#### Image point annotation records
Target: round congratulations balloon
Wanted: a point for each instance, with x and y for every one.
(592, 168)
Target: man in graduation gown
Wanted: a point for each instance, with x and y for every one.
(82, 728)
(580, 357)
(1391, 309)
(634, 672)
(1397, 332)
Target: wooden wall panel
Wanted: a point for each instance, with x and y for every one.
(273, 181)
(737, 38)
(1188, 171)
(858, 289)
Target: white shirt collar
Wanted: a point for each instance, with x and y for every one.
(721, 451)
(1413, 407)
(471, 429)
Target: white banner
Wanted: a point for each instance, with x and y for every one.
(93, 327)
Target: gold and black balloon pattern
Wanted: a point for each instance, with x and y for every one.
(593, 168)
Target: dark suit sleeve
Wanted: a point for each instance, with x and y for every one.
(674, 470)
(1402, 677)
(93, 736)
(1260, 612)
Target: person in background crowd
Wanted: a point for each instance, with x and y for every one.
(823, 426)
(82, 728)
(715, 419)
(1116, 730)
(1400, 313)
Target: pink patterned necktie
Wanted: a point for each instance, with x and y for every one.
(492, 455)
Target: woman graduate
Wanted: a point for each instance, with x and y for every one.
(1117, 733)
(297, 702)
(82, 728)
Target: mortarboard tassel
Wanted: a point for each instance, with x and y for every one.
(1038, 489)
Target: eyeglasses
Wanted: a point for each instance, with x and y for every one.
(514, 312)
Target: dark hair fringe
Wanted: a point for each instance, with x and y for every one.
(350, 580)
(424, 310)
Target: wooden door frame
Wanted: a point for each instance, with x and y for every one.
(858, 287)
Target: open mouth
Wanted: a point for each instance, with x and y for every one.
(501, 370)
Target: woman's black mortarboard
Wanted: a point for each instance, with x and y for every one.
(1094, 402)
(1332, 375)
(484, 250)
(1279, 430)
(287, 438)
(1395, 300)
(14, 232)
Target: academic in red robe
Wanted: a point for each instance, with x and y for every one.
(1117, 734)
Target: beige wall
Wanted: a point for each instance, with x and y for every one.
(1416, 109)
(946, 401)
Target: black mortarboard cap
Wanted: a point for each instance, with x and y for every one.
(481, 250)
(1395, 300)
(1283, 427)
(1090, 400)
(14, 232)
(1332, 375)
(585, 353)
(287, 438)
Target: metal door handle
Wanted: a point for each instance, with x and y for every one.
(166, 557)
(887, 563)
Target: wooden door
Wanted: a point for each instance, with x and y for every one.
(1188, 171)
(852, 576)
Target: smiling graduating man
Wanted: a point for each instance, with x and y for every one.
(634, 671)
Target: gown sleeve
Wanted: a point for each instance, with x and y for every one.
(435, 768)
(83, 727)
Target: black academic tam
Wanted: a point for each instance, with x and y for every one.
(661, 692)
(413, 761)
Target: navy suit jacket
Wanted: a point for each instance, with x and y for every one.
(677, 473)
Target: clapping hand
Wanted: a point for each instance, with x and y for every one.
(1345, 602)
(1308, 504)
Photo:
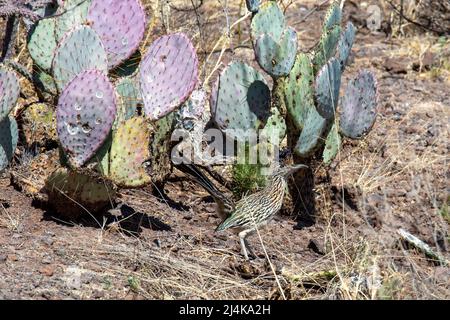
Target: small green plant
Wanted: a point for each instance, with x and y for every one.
(247, 177)
(444, 211)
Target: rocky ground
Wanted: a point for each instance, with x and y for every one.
(162, 244)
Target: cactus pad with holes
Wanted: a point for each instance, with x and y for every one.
(85, 115)
(277, 56)
(168, 74)
(129, 150)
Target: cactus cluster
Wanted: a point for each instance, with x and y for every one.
(113, 115)
(306, 86)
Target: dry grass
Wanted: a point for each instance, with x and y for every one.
(356, 264)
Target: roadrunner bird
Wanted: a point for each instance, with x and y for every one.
(251, 212)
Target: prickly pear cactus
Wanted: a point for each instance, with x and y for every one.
(333, 16)
(242, 100)
(269, 20)
(121, 26)
(160, 146)
(298, 90)
(312, 134)
(192, 111)
(73, 13)
(326, 49)
(9, 91)
(44, 82)
(81, 49)
(277, 56)
(168, 74)
(42, 43)
(345, 44)
(275, 45)
(129, 151)
(331, 34)
(39, 124)
(359, 105)
(275, 129)
(9, 136)
(74, 194)
(332, 145)
(130, 100)
(327, 86)
(85, 115)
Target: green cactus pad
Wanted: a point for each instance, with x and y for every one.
(298, 90)
(311, 136)
(160, 146)
(45, 82)
(326, 49)
(359, 105)
(243, 100)
(71, 193)
(42, 43)
(327, 86)
(333, 16)
(74, 13)
(277, 55)
(332, 145)
(9, 136)
(275, 129)
(129, 151)
(345, 44)
(130, 100)
(269, 20)
(39, 124)
(253, 5)
(9, 91)
(79, 50)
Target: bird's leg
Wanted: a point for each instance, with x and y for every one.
(244, 244)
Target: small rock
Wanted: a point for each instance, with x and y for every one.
(426, 63)
(48, 241)
(98, 294)
(395, 66)
(316, 247)
(12, 257)
(47, 271)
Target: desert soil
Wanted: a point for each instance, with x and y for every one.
(162, 245)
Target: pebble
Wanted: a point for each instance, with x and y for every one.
(47, 270)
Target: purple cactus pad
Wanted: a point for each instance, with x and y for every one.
(121, 26)
(168, 74)
(85, 114)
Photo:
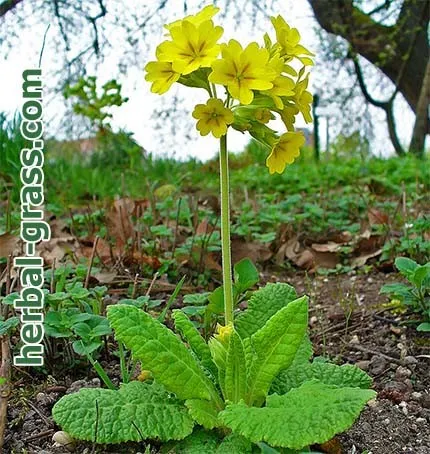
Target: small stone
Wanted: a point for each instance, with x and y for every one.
(63, 439)
(409, 360)
(378, 365)
(363, 365)
(373, 403)
(425, 400)
(402, 373)
(404, 406)
(354, 340)
(416, 396)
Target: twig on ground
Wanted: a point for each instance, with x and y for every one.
(133, 293)
(93, 252)
(5, 365)
(151, 284)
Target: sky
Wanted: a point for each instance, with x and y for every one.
(137, 114)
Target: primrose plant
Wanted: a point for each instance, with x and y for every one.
(252, 387)
(416, 294)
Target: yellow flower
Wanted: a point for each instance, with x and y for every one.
(144, 375)
(224, 333)
(303, 99)
(285, 151)
(213, 117)
(288, 116)
(288, 38)
(207, 13)
(282, 86)
(243, 70)
(263, 115)
(192, 46)
(162, 76)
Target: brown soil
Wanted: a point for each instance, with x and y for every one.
(349, 324)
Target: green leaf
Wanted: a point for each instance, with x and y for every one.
(311, 414)
(245, 275)
(405, 266)
(198, 442)
(8, 325)
(87, 347)
(273, 347)
(204, 412)
(196, 342)
(10, 299)
(196, 299)
(423, 327)
(264, 303)
(161, 352)
(236, 444)
(139, 302)
(420, 274)
(235, 370)
(135, 412)
(329, 374)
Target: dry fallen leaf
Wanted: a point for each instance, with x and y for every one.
(8, 244)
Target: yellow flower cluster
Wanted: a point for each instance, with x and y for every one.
(259, 81)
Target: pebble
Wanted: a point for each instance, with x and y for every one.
(313, 320)
(63, 439)
(378, 364)
(416, 396)
(354, 339)
(425, 400)
(409, 360)
(404, 406)
(363, 365)
(373, 403)
(402, 373)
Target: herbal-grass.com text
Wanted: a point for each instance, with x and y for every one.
(34, 229)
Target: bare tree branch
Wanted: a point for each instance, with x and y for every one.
(7, 6)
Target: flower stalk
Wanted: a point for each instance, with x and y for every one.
(225, 232)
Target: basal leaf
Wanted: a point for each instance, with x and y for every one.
(406, 266)
(236, 444)
(313, 413)
(204, 412)
(198, 442)
(329, 374)
(235, 370)
(245, 275)
(135, 412)
(273, 347)
(264, 303)
(196, 342)
(160, 352)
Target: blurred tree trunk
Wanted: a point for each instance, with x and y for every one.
(387, 47)
(421, 127)
(7, 6)
(400, 51)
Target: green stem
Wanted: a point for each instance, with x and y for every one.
(225, 232)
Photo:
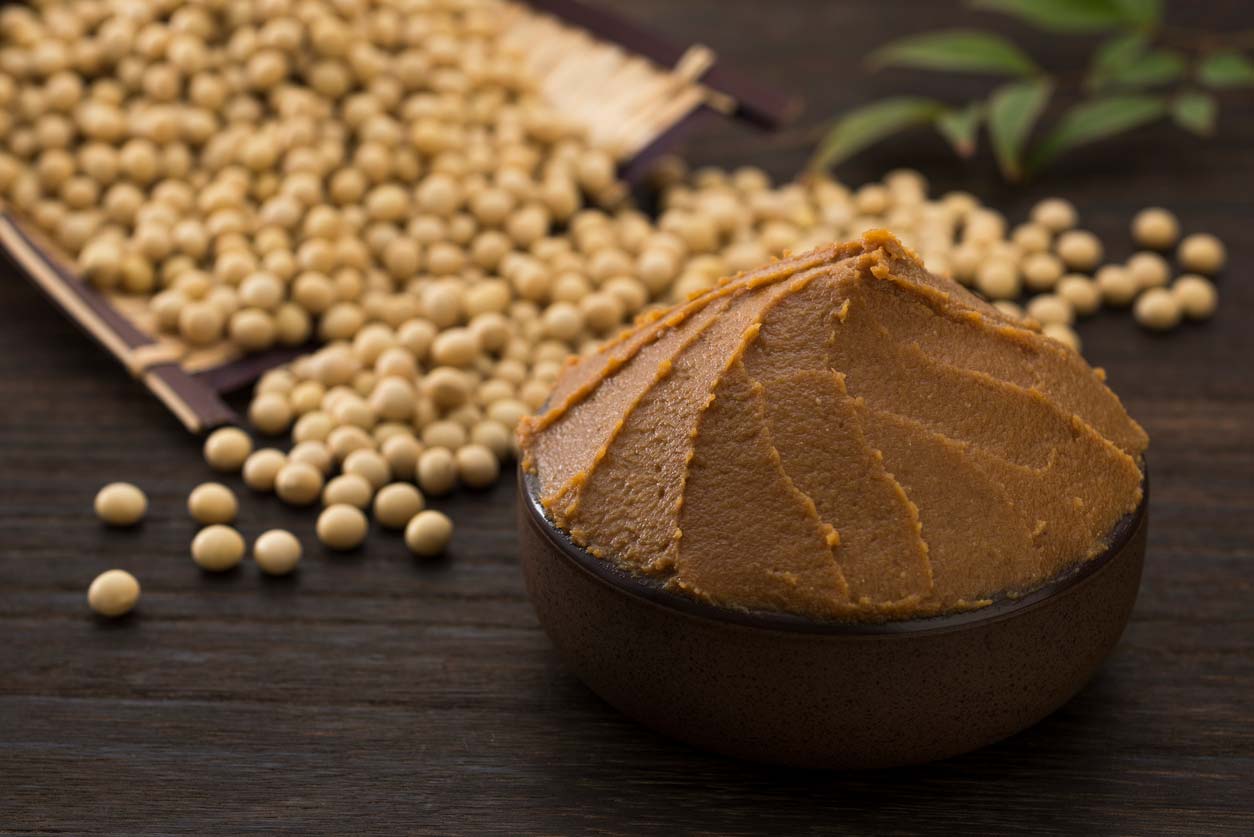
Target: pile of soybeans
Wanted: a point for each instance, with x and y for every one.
(386, 178)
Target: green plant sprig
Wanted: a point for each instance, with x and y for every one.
(1139, 74)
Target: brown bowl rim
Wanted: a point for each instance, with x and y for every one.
(1001, 609)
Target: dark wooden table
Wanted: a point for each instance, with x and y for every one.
(378, 694)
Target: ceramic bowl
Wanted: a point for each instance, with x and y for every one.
(789, 690)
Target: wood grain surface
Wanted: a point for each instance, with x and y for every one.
(375, 694)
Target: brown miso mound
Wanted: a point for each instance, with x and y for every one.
(840, 436)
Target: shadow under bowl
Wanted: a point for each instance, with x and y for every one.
(790, 690)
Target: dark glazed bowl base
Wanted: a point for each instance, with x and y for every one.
(786, 690)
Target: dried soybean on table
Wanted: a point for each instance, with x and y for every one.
(371, 693)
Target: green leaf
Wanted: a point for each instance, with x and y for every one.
(1096, 119)
(1156, 67)
(1195, 111)
(1061, 15)
(870, 123)
(1143, 13)
(961, 126)
(962, 50)
(1225, 68)
(1012, 111)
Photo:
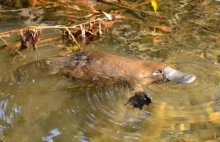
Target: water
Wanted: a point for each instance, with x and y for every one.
(42, 107)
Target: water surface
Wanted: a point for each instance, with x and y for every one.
(42, 107)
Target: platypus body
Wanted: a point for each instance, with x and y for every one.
(108, 66)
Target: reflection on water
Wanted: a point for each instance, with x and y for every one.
(35, 106)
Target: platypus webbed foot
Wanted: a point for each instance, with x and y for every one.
(139, 100)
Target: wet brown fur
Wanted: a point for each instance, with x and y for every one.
(102, 65)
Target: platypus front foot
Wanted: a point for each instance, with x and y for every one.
(139, 100)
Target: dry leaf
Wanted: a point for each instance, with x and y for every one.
(108, 16)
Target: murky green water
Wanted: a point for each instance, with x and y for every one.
(42, 107)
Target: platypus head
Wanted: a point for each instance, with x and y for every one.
(170, 74)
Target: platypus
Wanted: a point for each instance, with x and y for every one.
(108, 66)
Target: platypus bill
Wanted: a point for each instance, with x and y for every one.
(102, 65)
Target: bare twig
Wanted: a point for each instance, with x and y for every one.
(3, 40)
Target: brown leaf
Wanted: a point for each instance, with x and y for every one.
(108, 16)
(163, 28)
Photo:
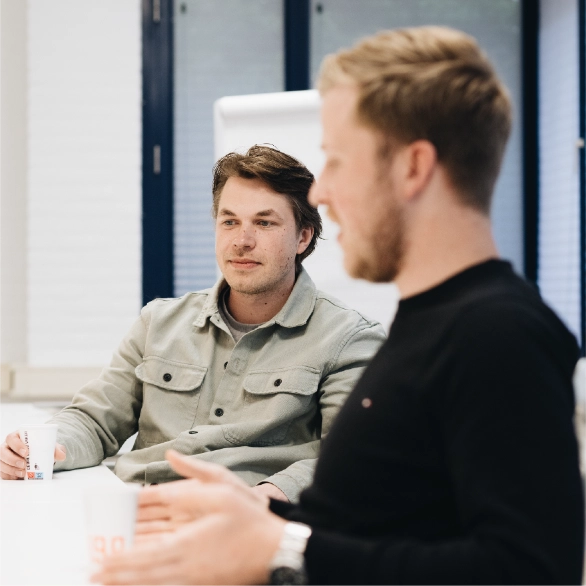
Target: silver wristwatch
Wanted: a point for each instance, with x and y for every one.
(288, 565)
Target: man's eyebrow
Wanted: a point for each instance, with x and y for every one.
(267, 213)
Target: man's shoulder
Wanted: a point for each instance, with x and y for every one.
(191, 302)
(510, 315)
(328, 307)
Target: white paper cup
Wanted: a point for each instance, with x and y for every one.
(40, 440)
(110, 513)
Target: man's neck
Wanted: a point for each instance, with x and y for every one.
(442, 245)
(258, 308)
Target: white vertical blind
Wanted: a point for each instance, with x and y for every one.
(84, 179)
(221, 48)
(559, 206)
(12, 181)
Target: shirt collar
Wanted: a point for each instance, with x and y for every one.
(296, 311)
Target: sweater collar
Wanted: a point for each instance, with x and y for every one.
(296, 311)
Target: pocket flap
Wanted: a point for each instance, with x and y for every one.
(300, 380)
(169, 375)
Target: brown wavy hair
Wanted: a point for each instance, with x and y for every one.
(281, 173)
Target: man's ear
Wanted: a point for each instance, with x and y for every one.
(305, 236)
(419, 161)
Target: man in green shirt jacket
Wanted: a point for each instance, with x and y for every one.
(248, 374)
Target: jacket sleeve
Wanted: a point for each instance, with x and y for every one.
(342, 374)
(104, 413)
(511, 457)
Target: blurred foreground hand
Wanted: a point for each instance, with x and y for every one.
(223, 533)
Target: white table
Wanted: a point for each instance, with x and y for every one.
(42, 532)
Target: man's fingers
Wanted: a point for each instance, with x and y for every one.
(153, 513)
(5, 476)
(14, 442)
(202, 471)
(11, 466)
(145, 527)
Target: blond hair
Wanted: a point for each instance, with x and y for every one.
(431, 83)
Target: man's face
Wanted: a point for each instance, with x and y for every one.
(257, 238)
(359, 187)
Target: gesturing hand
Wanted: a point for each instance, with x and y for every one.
(164, 508)
(230, 542)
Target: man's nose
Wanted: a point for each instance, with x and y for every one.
(245, 237)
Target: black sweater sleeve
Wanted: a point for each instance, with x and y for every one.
(504, 417)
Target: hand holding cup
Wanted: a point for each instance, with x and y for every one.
(13, 454)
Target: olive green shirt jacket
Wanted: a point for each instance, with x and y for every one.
(259, 407)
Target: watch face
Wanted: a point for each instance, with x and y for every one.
(285, 576)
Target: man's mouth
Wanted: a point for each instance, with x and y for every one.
(244, 263)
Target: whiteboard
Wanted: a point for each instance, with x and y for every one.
(290, 121)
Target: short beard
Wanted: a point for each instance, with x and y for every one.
(384, 252)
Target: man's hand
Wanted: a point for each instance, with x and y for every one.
(12, 457)
(271, 491)
(165, 507)
(230, 543)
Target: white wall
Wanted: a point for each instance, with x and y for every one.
(84, 178)
(12, 180)
(559, 211)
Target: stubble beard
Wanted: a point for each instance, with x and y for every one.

#### REQUIRED TASK
Put the lines of the records, from the line containing "Target: man's mouth" through the last line, into a numbered list, leaving out any blank lines.

#### FINAL RESULT
1. Target: man's mouth
2. Wanted: a point for each instance, with x and y for every one.
3. (244, 263)
4. Target: whiteboard
5. Wanted: a point for each instance, with x and y for every one.
6. (290, 121)
7. Target: short beard
8. Wanted: a point for each instance, with x and y for every one.
9. (384, 252)
10. Target: man's hand
11. Wanted: a point for each instance, with x and y for every one.
12. (12, 457)
13. (271, 491)
14. (165, 507)
15. (230, 543)
16. Target: white wall
17. Wanted: a point for each instance, with x and y for every one.
18. (84, 178)
19. (12, 180)
20. (559, 211)
21. Target: stubble beard
22. Wanted: a point for each instance, with x and y for every one.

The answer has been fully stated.